§ **Items for region labeling**:
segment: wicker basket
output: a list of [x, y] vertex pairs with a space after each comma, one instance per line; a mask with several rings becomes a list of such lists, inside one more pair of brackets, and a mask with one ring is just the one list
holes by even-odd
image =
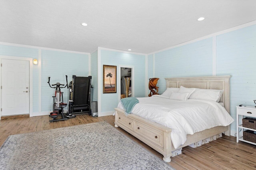
[[256, 143], [256, 134], [254, 131], [247, 130], [244, 131], [244, 140]]
[[245, 117], [242, 119], [243, 127], [256, 129], [256, 119]]

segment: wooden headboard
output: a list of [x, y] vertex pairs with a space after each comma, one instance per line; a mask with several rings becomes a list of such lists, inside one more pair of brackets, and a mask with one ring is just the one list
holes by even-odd
[[230, 77], [230, 76], [208, 76], [166, 78], [165, 80], [166, 88], [179, 88], [182, 86], [188, 88], [224, 90], [220, 102], [224, 103], [225, 108], [230, 113], [229, 79]]

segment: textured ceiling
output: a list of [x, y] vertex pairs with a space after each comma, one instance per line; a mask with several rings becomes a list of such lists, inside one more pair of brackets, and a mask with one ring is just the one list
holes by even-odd
[[255, 20], [255, 0], [0, 0], [0, 42], [148, 54]]

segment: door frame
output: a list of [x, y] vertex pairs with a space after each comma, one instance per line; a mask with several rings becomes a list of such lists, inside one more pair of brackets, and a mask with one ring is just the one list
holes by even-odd
[[[0, 61], [10, 59], [29, 61], [29, 116], [33, 116], [33, 58], [22, 57], [9, 56], [0, 55]], [[0, 69], [0, 82], [2, 86], [2, 66]], [[0, 90], [0, 108], [2, 108], [2, 89]], [[0, 120], [2, 116], [2, 111], [0, 110]]]
[[117, 98], [118, 102], [121, 99], [121, 68], [122, 67], [129, 68], [132, 68], [132, 96], [131, 97], [134, 97], [134, 66], [129, 65], [119, 65], [118, 68], [118, 74], [117, 74], [117, 79], [118, 80], [118, 83], [117, 82], [116, 85], [118, 86], [116, 88], [117, 93], [118, 97]]

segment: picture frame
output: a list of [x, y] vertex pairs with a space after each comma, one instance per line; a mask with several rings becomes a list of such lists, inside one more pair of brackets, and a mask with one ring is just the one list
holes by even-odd
[[116, 66], [103, 65], [103, 93], [116, 93]]

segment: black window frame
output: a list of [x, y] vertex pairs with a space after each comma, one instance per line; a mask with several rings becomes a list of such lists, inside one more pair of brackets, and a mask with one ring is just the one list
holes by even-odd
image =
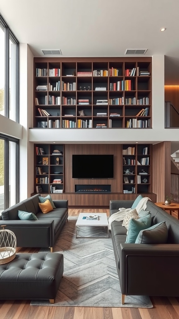
[[4, 114], [9, 118], [9, 40], [16, 44], [16, 100], [15, 122], [19, 123], [19, 42], [0, 13], [0, 27], [4, 29], [5, 36], [5, 79], [4, 86]]

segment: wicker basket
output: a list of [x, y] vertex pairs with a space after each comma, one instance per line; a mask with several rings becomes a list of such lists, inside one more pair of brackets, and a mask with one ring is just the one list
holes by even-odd
[[0, 230], [0, 265], [12, 260], [16, 256], [16, 238], [13, 232], [4, 229], [6, 225], [2, 225]]

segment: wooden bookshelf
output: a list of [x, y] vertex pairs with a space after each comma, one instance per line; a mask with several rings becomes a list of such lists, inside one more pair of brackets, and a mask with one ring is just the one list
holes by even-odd
[[152, 71], [150, 57], [35, 57], [33, 127], [151, 127]]
[[125, 195], [152, 191], [152, 145], [123, 144], [123, 192]]
[[[59, 152], [56, 152], [55, 150]], [[63, 145], [35, 144], [34, 154], [34, 192], [53, 193], [54, 187], [56, 190], [63, 191]], [[60, 195], [61, 193], [56, 193], [55, 195]]]

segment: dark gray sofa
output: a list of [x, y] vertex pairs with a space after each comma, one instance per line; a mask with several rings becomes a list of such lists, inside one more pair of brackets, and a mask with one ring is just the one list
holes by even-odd
[[[111, 215], [119, 207], [130, 208], [133, 201], [111, 200]], [[151, 214], [152, 225], [165, 221], [167, 244], [125, 243], [127, 230], [122, 221], [113, 221], [111, 237], [122, 293], [125, 295], [179, 296], [179, 220], [151, 201], [146, 211]]]
[[[4, 211], [7, 212], [9, 220], [2, 220], [0, 226], [6, 225], [16, 236], [18, 247], [53, 247], [68, 217], [68, 200], [53, 200], [56, 208], [46, 214], [42, 212], [39, 205], [38, 194]], [[33, 213], [36, 220], [21, 220], [18, 211]]]

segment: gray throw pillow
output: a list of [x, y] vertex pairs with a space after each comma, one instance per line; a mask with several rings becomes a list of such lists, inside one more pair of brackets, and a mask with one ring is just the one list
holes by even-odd
[[1, 216], [3, 220], [8, 220], [9, 219], [7, 211], [2, 211]]
[[53, 208], [56, 208], [56, 207], [54, 204], [52, 198], [50, 195], [47, 195], [46, 197], [42, 197], [41, 196], [39, 196], [39, 198], [40, 203], [45, 203], [47, 199], [49, 199], [49, 201]]
[[166, 244], [168, 239], [168, 229], [164, 221], [141, 230], [135, 243]]

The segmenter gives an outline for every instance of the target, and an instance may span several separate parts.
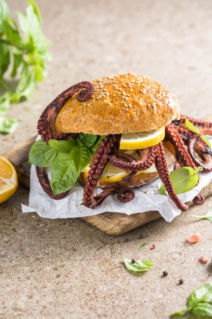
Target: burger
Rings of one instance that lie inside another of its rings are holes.
[[[164,179],[165,164],[159,164],[157,152],[161,155],[164,148],[168,168],[176,151],[164,141],[166,127],[179,119],[176,97],[151,78],[128,73],[78,83],[43,111],[38,126],[41,139],[32,148],[29,162],[55,199],[79,180],[87,207],[95,208],[114,192],[120,201],[128,201],[134,188],[159,176]],[[49,166],[51,182],[45,173]],[[97,188],[103,189],[100,194]]]

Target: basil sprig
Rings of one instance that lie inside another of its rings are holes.
[[[208,145],[209,147],[212,147],[211,144],[210,143],[207,138],[204,135],[203,135],[203,134],[201,134],[201,132],[198,129],[197,129],[196,126],[195,126],[192,123],[192,122],[189,121],[189,120],[188,120],[188,119],[186,119],[185,122],[188,128],[189,128],[191,131],[193,131],[195,133],[196,133],[197,134],[200,134],[200,138],[202,139],[202,140],[204,141],[204,142],[205,142],[205,143]]]
[[[209,221],[212,223],[212,207],[209,208],[206,215],[201,216],[201,215],[191,215],[192,217],[196,217],[197,218],[200,218],[201,219],[206,219],[207,221]]]
[[[34,0],[27,0],[25,12],[16,13],[18,24],[9,15],[5,0],[0,1],[0,132],[10,133],[17,121],[6,117],[11,103],[27,99],[35,89],[36,83],[46,76],[46,61],[50,42],[42,31],[39,10]],[[9,74],[7,71],[11,70]],[[13,82],[9,85],[8,77]]]
[[[198,167],[194,170],[192,167],[185,166],[171,172],[170,178],[176,194],[188,192],[196,186],[199,180],[198,170],[202,171],[202,168]],[[166,195],[164,185],[161,186],[158,192],[162,195]]]
[[[74,185],[105,137],[80,133],[76,139],[50,139],[49,145],[39,140],[29,151],[29,163],[41,167],[51,167],[52,190],[54,195],[57,195]]]
[[[207,283],[194,290],[187,299],[188,307],[170,315],[173,317],[191,311],[197,315],[212,317],[212,283]]]
[[[146,272],[152,265],[153,262],[150,260],[143,260],[137,259],[134,260],[124,257],[124,262],[127,267],[127,269],[134,273],[141,273]]]

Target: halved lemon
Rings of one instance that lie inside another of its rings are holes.
[[[7,158],[0,155],[0,204],[13,195],[18,184],[15,168]]]
[[[159,129],[149,131],[123,134],[120,141],[120,149],[142,149],[154,146],[165,137],[165,126]]]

§ **GIVEN EXERCISE**: Reproduce each of the lines above verbatim, but omit the pictures.

§ **SOLUTION**:
segment: wicker basket
output: a list of [x, y] vertex pairs with a space after each comma, one instance per line; a mask with several rings becomes a list of such lists, inside one more pair of brackets, and a mask with one ring is just the one list
holes by even-odd
image =
[[256, 143], [256, 134], [254, 131], [247, 130], [244, 131], [244, 140]]
[[245, 117], [242, 119], [243, 127], [256, 129], [256, 119]]

segment: wooden headboard
output: a list of [x, y] vertex pairs with a space after each comma, one instance per line; a mask with several rings becomes a list of such lists, inside one more pair of brackets, and a mask with one ring is just the one list
holes by even-odd
[[230, 77], [230, 76], [208, 76], [166, 78], [165, 80], [166, 88], [179, 88], [182, 86], [188, 88], [224, 90], [220, 102], [224, 103], [225, 108], [230, 113], [229, 79]]

segment: textured ceiling
output: a list of [x, y] vertex pairs with a space after each comma, one instance per line; a mask with several rings becomes a list of such lists, inside one more pair of brackets, and a mask with one ring is just the one list
holes by even-odd
[[255, 20], [255, 0], [0, 0], [0, 42], [148, 54]]

segment: door frame
output: a list of [x, y] vertex pairs with a space after each comma, one instance per line; a mask with several rings becomes a list of such lists, inside one more pair of brackets, and a mask with one ring is just the one list
holes by even-odd
[[[0, 61], [10, 59], [29, 61], [29, 116], [33, 116], [33, 58], [22, 57], [9, 56], [0, 55]], [[0, 69], [0, 82], [2, 86], [2, 66]], [[0, 90], [0, 108], [2, 108], [2, 89]], [[0, 120], [2, 116], [2, 111], [0, 110]]]
[[117, 98], [118, 102], [121, 99], [121, 68], [122, 67], [129, 68], [132, 68], [132, 96], [131, 97], [134, 97], [134, 66], [129, 65], [119, 65], [118, 68], [118, 74], [117, 74], [117, 79], [118, 80], [118, 83], [117, 82], [116, 85], [118, 86], [116, 88], [117, 93], [118, 97]]

segment: picture frame
output: a list of [x, y] vertex pairs with a space after each comma, one instance per line; a mask with several rings becomes a list of such lists, inside one more pair of brackets, and a mask with one ring is just the one list
holes by even-odd
[[116, 66], [103, 65], [103, 93], [116, 93]]

segment: black window frame
output: a list of [x, y] vertex pairs with a space after each comma, one instance per line; a mask with several rings becomes a list of such lists, inside one more pair of brackets, and a mask with one ring is just the one list
holes by even-odd
image =
[[4, 114], [9, 118], [9, 40], [16, 44], [16, 100], [15, 122], [19, 123], [19, 42], [0, 13], [0, 27], [4, 29], [5, 36], [5, 79], [4, 86]]

segment: wicker basket
output: a list of [x, y] vertex pairs with a space after each comma, one instance per line; a mask with several rings becomes a list of such lists, inside one more pair of brackets, and a mask with one ring is just the one list
holes by even-odd
[[0, 230], [0, 265], [12, 260], [16, 256], [16, 238], [13, 232], [4, 229], [6, 225], [2, 225]]

segment: wooden bookshelf
output: a list of [x, y] vertex pairs with a space after each comma, one instance per line; a mask with several rings becomes a list of such lists, inside one more pair of brackets, and a mask with one ring is just the one list
holes by even-odd
[[152, 71], [150, 57], [35, 57], [33, 127], [151, 127]]
[[125, 195], [152, 191], [152, 145], [123, 144], [123, 192]]
[[[59, 152], [56, 152], [55, 150]], [[63, 145], [35, 144], [34, 154], [34, 192], [53, 193], [54, 187], [56, 190], [63, 191]], [[60, 195], [61, 193], [56, 193], [55, 195]]]

segment: dark gray sofa
output: a list of [x, y] vertex pairs with a space after each comma, one instance per line; a mask with several rings becomes a list of such lists, inside one more pair of brackets, and a mask with one ring is just the one list
holes by even-odd
[[[111, 215], [119, 207], [130, 208], [133, 201], [111, 200]], [[151, 214], [152, 225], [165, 221], [167, 244], [125, 243], [127, 230], [122, 221], [113, 221], [111, 237], [122, 293], [125, 295], [179, 296], [179, 220], [151, 201], [146, 211]]]
[[[4, 211], [7, 212], [9, 220], [2, 220], [0, 226], [6, 225], [16, 236], [18, 247], [53, 247], [68, 217], [68, 200], [53, 200], [56, 208], [46, 214], [42, 212], [39, 205], [38, 194]], [[33, 213], [36, 220], [21, 220], [18, 211]]]

segment: gray throw pillow
output: a list of [x, y] vertex pairs with a space after each comma, one instance per line; a mask with several rings becomes a list of such lists, inside one more pair of brackets, and a mask with one ring is just the one list
holes by even-odd
[[1, 216], [3, 220], [8, 220], [9, 219], [7, 211], [2, 211]]
[[53, 208], [56, 208], [56, 207], [54, 204], [52, 198], [50, 195], [47, 195], [46, 197], [42, 197], [41, 196], [39, 196], [39, 198], [40, 203], [45, 203], [47, 199], [49, 199], [49, 201]]
[[166, 244], [168, 239], [168, 229], [164, 221], [141, 230], [135, 243]]

The segmenter gives an outline for every instance of the target, and an instance may span several separate parts.
Target: burger
Rings of one instance that lie inside another of its rings are holes.
[[[164,179],[165,164],[159,164],[157,152],[161,155],[164,148],[168,168],[176,151],[164,141],[166,127],[179,119],[176,97],[151,78],[128,73],[78,83],[43,111],[38,126],[41,139],[32,148],[29,162],[55,199],[79,180],[87,207],[95,208],[114,192],[120,201],[128,201],[134,188],[159,176]],[[49,166],[51,182],[45,173]],[[97,188],[103,189],[100,194]]]

Target: basil sprig
Rings of one instance that lie inside another of its rings are holes.
[[[208,145],[209,147],[212,147],[211,144],[210,143],[207,138],[204,135],[203,135],[203,134],[201,134],[201,132],[198,129],[197,129],[196,126],[195,126],[192,123],[192,122],[189,121],[189,120],[188,120],[188,119],[186,119],[185,122],[188,128],[189,128],[191,131],[193,131],[195,133],[196,133],[197,134],[200,134],[200,138],[202,139],[202,140],[204,141],[204,142],[205,142],[205,143]]]
[[[209,221],[212,223],[212,207],[209,208],[206,215],[201,216],[201,215],[191,215],[192,217],[196,217],[197,218],[200,218],[201,219],[206,219],[207,221]]]
[[[34,0],[27,0],[25,12],[16,13],[18,24],[9,15],[5,0],[0,1],[0,132],[10,133],[17,121],[6,117],[11,103],[27,99],[35,89],[36,83],[46,76],[46,61],[50,42],[42,31],[39,10]],[[9,74],[7,71],[11,70]],[[13,82],[9,85],[8,77]]]
[[[198,167],[194,170],[192,167],[185,166],[171,172],[170,178],[176,194],[188,192],[196,186],[199,180],[198,170],[202,171],[202,168]],[[166,195],[164,185],[161,186],[158,192],[162,195]]]
[[[74,185],[105,137],[80,133],[76,139],[50,139],[49,145],[39,140],[29,151],[29,163],[41,167],[51,167],[52,190],[54,195],[57,195]]]
[[[207,283],[194,290],[187,299],[188,307],[170,315],[173,317],[191,311],[197,315],[212,317],[212,283]]]
[[[146,272],[152,265],[153,262],[150,260],[143,260],[137,259],[134,260],[124,257],[124,262],[127,267],[127,269],[134,273],[141,273]]]

Target: halved lemon
Rings of one instance that lie inside another of its rings are holes.
[[[7,158],[0,155],[0,204],[13,195],[18,184],[15,168]]]
[[[159,129],[149,131],[123,134],[120,141],[120,149],[142,149],[154,146],[165,137],[165,126]]]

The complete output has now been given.